INFORMATION SUPPLIED —
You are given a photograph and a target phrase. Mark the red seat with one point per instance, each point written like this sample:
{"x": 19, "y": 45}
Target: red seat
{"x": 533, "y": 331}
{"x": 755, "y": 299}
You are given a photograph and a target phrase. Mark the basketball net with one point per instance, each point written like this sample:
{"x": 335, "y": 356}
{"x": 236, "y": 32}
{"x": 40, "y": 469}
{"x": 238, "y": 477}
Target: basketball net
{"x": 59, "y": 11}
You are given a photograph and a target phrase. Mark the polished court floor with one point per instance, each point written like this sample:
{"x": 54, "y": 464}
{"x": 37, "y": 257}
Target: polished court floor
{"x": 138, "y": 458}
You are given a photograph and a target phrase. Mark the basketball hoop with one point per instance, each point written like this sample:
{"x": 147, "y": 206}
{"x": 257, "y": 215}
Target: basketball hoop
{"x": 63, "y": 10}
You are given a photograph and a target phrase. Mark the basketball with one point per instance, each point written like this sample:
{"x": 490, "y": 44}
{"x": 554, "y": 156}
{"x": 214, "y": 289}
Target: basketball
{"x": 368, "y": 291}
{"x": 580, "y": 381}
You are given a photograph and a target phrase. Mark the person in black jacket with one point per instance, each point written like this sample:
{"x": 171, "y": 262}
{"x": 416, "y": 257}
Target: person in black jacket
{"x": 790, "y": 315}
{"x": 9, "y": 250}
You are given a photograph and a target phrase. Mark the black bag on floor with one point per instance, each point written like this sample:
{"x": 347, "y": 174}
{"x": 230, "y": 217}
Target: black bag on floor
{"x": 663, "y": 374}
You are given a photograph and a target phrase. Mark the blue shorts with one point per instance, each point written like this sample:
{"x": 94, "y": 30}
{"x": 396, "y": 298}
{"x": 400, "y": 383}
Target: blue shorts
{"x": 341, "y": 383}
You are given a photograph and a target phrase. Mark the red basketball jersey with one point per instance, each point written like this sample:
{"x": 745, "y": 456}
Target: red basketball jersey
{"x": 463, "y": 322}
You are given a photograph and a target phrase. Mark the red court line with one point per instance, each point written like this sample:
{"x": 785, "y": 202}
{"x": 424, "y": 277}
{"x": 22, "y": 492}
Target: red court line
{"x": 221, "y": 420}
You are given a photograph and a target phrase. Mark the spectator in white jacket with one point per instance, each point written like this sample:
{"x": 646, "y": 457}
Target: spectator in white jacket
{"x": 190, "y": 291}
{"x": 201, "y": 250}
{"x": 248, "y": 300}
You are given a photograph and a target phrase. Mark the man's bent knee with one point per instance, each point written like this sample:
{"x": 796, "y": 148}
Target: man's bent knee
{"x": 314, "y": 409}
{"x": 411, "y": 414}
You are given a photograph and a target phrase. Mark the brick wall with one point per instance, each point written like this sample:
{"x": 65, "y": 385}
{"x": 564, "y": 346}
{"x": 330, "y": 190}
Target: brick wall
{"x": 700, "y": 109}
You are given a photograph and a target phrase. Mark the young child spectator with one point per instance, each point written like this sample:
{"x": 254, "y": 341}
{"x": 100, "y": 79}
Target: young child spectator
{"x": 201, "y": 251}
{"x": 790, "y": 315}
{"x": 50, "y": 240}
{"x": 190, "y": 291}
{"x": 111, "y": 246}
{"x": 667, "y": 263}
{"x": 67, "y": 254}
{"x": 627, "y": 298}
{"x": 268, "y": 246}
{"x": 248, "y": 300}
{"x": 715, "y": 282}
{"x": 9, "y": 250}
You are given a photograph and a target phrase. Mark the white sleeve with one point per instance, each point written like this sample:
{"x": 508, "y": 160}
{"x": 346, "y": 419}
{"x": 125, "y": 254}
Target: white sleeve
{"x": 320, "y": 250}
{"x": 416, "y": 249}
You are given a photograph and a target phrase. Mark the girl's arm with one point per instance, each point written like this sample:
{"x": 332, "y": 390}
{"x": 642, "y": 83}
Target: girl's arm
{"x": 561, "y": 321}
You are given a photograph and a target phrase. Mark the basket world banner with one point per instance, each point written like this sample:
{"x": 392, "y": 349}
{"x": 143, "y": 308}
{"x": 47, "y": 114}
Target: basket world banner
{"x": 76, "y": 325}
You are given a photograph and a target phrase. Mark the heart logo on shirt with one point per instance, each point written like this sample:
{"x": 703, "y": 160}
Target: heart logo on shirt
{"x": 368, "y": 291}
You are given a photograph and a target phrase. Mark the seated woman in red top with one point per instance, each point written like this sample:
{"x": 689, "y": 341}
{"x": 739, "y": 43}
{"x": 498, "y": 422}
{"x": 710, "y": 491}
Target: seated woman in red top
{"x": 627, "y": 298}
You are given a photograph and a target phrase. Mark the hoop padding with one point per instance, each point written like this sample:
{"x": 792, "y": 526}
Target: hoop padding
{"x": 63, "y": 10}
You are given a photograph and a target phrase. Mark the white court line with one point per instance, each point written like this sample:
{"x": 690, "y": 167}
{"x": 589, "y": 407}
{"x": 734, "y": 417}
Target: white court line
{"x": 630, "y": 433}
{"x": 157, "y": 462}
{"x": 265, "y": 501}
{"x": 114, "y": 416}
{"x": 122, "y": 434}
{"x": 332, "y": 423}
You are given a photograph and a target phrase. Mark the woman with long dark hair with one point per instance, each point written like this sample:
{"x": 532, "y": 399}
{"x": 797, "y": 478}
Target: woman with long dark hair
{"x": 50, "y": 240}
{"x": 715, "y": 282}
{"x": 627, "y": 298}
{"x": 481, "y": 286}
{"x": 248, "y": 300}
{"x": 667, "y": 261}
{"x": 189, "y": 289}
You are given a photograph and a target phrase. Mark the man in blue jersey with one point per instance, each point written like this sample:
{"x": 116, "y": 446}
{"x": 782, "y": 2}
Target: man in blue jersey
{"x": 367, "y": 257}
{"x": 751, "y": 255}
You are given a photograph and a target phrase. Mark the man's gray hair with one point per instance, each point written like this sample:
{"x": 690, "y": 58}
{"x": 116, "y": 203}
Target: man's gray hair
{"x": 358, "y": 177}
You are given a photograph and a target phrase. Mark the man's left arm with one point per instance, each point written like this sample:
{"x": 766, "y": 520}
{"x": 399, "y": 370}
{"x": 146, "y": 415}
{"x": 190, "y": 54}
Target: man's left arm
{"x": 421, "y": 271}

TASK INSTRUCTIONS — Rewrite the records from the line with "Mark the seated" through the end of the records, requests included, shifting every x and y coordinate in the answer points by -49. Leave the sample points in the requests unchanged.

SOLUTION FOR THIS TASK —
You are given a photograph and a target phrase. Mark the seated woman in red top with one point per instance, each point written like this sample:
{"x": 689, "y": 341}
{"x": 739, "y": 43}
{"x": 498, "y": 422}
{"x": 710, "y": 491}
Target: seated woman in red top
{"x": 578, "y": 249}
You are given a photograph and a target phrase. Mark the hoop padding with one point per instance, each point written like this sample:
{"x": 792, "y": 526}
Target: hoop padding
{"x": 14, "y": -39}
You are given a photograph and a target phrase. Mark the white court line with one point per instance, each point written like this sample:
{"x": 690, "y": 167}
{"x": 589, "y": 407}
{"x": 734, "y": 417}
Target: white court line
{"x": 581, "y": 384}
{"x": 108, "y": 413}
{"x": 216, "y": 452}
{"x": 65, "y": 367}
{"x": 73, "y": 385}
{"x": 283, "y": 374}
You are given a photograph and a target phrase. Mark the woman with long dark hair with one point per instance, each point written like this sample:
{"x": 532, "y": 399}
{"x": 797, "y": 478}
Target: woman with long dark hair
{"x": 1, "y": 191}
{"x": 666, "y": 233}
{"x": 578, "y": 249}
{"x": 432, "y": 237}
{"x": 199, "y": 251}
{"x": 618, "y": 212}
{"x": 140, "y": 240}
You are given a photograph and a target phrase. Mark the man in blue jersey with one point per instance, each point written like this sample:
{"x": 116, "y": 446}
{"x": 782, "y": 2}
Target: man in blue jersey
{"x": 318, "y": 208}
{"x": 702, "y": 206}
You are given a photograph and a target phrase. Mark the man's gray hair with one point per instance, each point written like this sample:
{"x": 690, "y": 58}
{"x": 116, "y": 203}
Target: man's gray hair
{"x": 309, "y": 128}
You are given a photograph and a target phrase. Mark the man's left arm with one point per instance, each point written like this sample:
{"x": 766, "y": 520}
{"x": 399, "y": 370}
{"x": 146, "y": 415}
{"x": 190, "y": 54}
Target: man's left arm
{"x": 372, "y": 222}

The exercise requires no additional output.